Request -
Please pick out and copy every line in the entries below that contains the string "green", treating uppercase and lowercase letters as different.

Records for processing -
__________

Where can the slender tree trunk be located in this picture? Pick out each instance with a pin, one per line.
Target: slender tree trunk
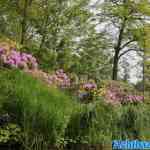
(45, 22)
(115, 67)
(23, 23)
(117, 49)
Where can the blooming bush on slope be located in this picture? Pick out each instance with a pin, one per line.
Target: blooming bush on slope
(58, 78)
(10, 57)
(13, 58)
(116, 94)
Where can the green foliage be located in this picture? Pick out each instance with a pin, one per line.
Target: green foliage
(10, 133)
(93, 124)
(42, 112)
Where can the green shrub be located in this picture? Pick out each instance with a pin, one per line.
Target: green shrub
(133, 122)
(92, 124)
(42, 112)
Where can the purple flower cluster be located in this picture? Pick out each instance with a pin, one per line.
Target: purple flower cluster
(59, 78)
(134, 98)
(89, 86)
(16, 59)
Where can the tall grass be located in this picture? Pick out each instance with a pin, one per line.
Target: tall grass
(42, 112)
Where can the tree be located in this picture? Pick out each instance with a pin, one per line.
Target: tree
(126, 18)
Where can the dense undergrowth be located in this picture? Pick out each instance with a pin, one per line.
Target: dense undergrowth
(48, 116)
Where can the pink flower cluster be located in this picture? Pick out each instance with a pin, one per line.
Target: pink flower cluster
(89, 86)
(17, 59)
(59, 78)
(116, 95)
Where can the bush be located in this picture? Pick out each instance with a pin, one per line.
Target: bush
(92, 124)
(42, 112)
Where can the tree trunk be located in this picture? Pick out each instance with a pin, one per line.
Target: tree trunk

__________

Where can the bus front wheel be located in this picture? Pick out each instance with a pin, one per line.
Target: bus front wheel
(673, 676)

__________

Result of this exercise -
Where can the green foliage be located in this picture? Pick out each instance with a pin, one per line.
Target: green foliage
Where can the green shrub be located in this picture? Pick out each instance with a pin, one per line.
Target: green shrub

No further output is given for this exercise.